PROMPT:
Answer these questions about the text on entrepreneurship and culture:
(a) Which dimensions of culture does it list?
(b) What kind of institutional setting is culture said to be?
(c) According to Collins et al. (2017), what does the third perspective concern?

TEXT PASSAGE:
The study investigates the relationship between entrepreneurship and culture. The study indicates that to realize both the social impact and economic impact of entrepreneurship, communities have to implement the strategies of nurturing and cultivating entrepreneurs. Culture consists of various dimensions that influence entrepreneurship. This dimension includes the power distance, collectivism, uncertainty avoidance, human orientation, and assertiveness. Each dimension has a significant influence on the level and the mode of entrepreneurial activity in the community.

Besides, entrepreneurship is a systematic phenomenon that needs individuals who are willing to take challenges and risks and succeed in their ventures. Culture is an informal institutional setting that has a significant influence on entrepreneurship (a formal institutional setting). Culture can have a diverse effect on the entrepreneurial decision during decision-making processes.

 

 

 

 

 

 

 

 

 

 

Introduction

Although studies that are related to different rates of entrepreneurial activity are largely based on the economic and psychological theories, Castillo, Batista, and Zúñiga (2017) show that there exists a wide recognition that culture and in the entrepreneurial interpretation can provide variable insights related to decision processes in a business. The relationship of entrepreneurship has possible ramifications in different business levels.

Huggins and Thompson (2016) indicate that culture legitimizes personal characteristics which are correlated with entrepreneurial activities that lead to economic development in a county and the society at large. As entrepreneurship is related to formal institutions, culture is related to informal institutions and can conflict with the constraints and the incentives from the formal institutions leading to unintended ramifications. In the business world, there exists conflict and informal establishments related to culture. These establishments play a crucial role in the behavior and decision determination of the entrepreneur.

Secondly, the moral approval approach and the legitimation that relate to the culture make entrepreneurial activities better rewarded and more acceptable. Owing to this reason, Adekiya and Ibrahim (2016) show that more marginal individuals can therefore now be entrepreneurs. The third perspective according to Collins et al., (2017) concerns push-theory. In this view, non-entrepreneurs and entrepreneurs have different beliefs and values. Entrepreneurs will be forced out of the labor force to introduce their business as the gap widens between two groups. Investigations comparing the two groups across cultures have found that there is a difference between the two groups in between the prevailing culture. However, Cacciotti and Hayton (2017) show that culture does not seem to play a major role in the extent to which the two groups differ, and therefore it may play a role in the determination of the number of the potential players within a given population.

GIVEN DATA:
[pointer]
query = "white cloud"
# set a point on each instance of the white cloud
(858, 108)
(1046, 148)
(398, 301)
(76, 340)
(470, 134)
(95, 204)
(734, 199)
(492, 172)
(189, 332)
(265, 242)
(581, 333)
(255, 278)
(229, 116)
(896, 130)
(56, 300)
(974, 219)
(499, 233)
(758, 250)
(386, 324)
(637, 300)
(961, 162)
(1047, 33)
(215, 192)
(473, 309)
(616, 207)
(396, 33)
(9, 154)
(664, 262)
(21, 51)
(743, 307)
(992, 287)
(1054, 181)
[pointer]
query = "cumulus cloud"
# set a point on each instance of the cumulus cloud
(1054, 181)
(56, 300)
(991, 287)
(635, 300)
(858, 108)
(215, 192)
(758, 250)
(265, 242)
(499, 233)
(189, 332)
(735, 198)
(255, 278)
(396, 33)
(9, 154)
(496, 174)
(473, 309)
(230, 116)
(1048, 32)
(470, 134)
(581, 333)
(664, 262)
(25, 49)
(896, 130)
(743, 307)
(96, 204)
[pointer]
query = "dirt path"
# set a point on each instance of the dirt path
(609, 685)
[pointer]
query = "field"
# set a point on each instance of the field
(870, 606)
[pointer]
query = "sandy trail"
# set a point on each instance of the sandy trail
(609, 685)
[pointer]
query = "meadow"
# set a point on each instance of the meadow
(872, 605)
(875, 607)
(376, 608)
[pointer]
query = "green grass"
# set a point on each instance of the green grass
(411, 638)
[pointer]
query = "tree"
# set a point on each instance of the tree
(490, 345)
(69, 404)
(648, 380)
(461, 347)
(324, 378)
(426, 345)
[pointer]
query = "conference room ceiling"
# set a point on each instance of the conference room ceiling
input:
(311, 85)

==

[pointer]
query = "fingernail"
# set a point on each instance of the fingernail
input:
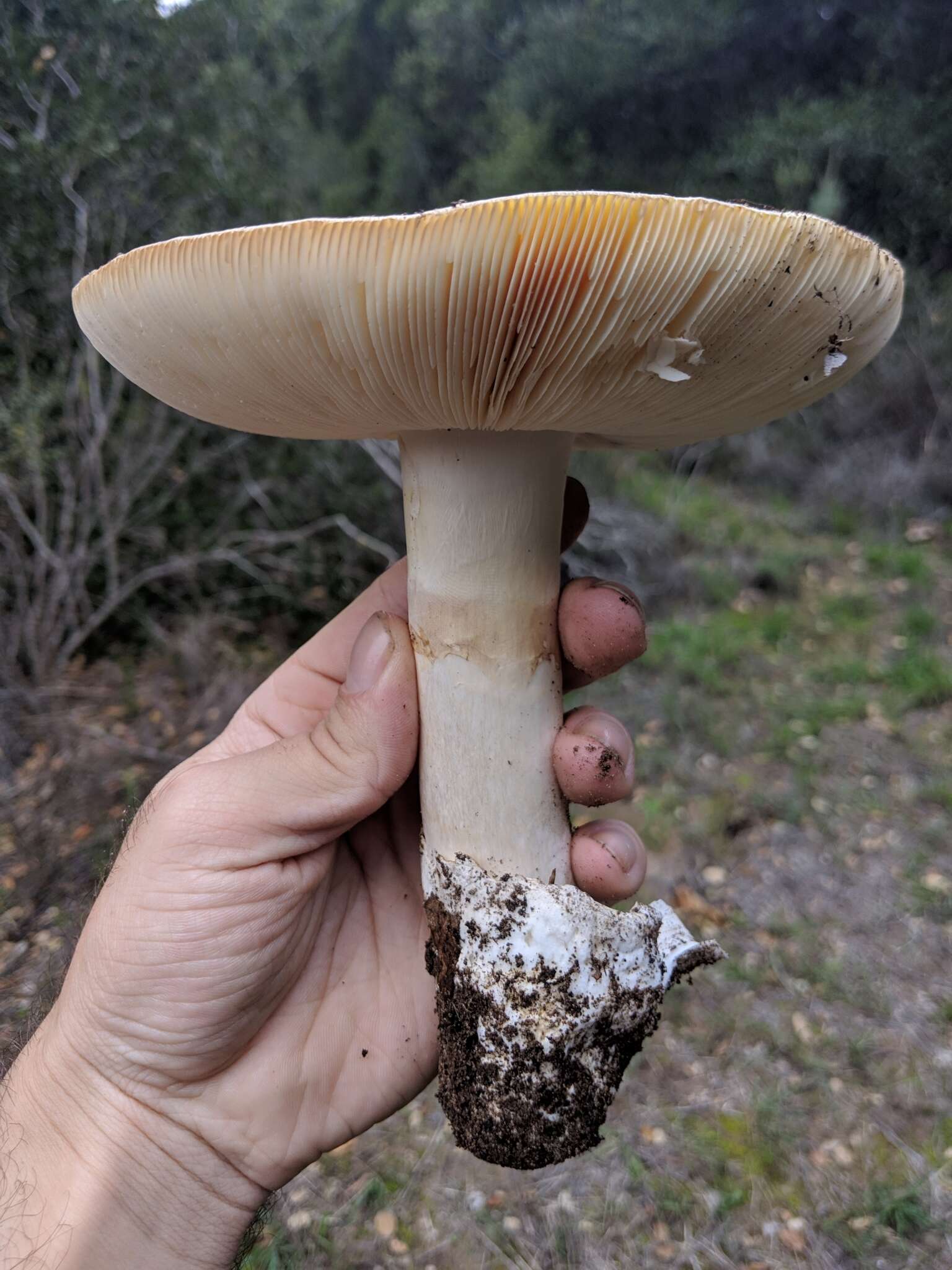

IN RESPONSE:
(a) Power distance, collectivism, uncertainty avoidance, human orientation, and assertiveness.
(b) An informal institutional setting.
(c) Push-theory.